There is one span to output from the data below: the lines starting at the line with "# test: pointer drops one pin on the damaged" and ending at the line with "# test: pointer drops one pin on the red". Output it exactly, ends included, nothing more.

▸ **Listed entries**
• • • • •

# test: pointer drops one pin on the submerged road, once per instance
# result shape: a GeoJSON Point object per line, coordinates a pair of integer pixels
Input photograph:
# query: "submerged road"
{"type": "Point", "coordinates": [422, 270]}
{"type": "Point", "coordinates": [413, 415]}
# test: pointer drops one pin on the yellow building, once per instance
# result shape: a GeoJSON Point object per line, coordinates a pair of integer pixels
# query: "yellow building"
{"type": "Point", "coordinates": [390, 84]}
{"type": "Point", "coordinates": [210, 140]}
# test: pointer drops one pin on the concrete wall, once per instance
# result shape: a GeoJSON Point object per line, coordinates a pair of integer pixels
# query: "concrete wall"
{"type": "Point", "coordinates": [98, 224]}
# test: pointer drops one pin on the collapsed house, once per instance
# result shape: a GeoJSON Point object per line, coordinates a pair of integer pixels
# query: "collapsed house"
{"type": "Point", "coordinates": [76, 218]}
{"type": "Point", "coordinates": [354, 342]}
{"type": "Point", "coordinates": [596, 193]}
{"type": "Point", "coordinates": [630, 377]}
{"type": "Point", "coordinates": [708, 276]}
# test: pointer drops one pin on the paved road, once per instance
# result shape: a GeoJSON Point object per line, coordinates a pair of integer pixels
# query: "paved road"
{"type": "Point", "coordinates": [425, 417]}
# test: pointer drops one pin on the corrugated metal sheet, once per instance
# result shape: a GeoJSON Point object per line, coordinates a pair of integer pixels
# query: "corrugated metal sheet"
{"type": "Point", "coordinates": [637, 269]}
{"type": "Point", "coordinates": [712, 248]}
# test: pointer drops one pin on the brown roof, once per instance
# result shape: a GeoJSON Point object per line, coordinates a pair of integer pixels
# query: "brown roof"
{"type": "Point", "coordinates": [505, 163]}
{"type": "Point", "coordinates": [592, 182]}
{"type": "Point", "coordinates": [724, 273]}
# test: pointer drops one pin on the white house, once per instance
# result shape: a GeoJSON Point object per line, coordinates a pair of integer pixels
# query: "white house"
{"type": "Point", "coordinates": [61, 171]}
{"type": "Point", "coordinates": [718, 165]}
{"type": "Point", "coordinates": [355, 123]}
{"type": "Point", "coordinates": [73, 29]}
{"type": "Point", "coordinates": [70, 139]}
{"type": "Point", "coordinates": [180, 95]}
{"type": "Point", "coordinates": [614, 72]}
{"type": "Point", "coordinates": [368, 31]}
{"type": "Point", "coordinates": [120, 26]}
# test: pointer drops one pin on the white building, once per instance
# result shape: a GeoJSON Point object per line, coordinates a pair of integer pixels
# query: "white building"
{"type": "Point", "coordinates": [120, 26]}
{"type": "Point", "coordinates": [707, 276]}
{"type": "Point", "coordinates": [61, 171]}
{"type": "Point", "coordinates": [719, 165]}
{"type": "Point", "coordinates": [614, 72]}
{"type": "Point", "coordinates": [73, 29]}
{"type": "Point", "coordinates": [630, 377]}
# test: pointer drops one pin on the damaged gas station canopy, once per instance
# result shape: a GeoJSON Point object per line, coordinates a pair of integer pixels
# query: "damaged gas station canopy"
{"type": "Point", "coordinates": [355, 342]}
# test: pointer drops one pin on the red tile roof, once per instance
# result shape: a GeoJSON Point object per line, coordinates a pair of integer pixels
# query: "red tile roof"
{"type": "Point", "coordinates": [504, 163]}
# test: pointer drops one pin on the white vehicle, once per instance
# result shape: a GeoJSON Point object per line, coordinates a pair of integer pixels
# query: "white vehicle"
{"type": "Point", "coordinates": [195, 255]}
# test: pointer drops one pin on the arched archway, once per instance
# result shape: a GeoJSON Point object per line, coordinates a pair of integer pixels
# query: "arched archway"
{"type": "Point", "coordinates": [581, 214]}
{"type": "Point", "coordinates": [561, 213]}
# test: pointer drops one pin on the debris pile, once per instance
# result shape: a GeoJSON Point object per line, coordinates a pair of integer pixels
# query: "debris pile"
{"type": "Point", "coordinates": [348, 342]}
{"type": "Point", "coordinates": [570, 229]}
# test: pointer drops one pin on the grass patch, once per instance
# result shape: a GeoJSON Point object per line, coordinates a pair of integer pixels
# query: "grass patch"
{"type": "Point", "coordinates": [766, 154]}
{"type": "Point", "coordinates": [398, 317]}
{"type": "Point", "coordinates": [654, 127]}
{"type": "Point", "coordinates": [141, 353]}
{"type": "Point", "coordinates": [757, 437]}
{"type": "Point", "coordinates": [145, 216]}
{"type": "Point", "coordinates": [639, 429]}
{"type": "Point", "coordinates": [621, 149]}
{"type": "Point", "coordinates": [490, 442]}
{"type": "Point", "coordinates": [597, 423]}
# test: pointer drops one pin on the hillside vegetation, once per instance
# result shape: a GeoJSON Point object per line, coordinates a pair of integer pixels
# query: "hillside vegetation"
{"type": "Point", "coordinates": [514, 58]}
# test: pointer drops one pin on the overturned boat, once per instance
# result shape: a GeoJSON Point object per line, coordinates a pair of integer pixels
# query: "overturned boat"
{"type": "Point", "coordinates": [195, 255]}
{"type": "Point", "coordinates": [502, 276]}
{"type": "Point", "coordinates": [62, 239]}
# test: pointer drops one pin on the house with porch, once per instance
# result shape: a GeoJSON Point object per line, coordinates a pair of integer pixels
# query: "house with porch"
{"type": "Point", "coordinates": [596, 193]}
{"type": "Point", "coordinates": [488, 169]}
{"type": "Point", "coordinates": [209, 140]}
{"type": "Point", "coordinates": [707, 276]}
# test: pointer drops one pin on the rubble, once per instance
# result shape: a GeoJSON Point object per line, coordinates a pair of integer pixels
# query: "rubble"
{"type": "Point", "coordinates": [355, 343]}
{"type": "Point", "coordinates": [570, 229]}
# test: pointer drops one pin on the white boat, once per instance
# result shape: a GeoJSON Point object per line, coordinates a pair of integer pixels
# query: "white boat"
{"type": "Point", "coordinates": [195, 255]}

• • • • •

▸ **Result of this exercise**
# test: pointer drops one pin on the damaged gas station canopy, once per instance
# result shape: a GeoJSON Point object per line, coordinates a pair of integer pixels
# query: "damaged gas station canopy"
{"type": "Point", "coordinates": [355, 342]}
# test: pointer drops one pin on the red tile roof, once per instance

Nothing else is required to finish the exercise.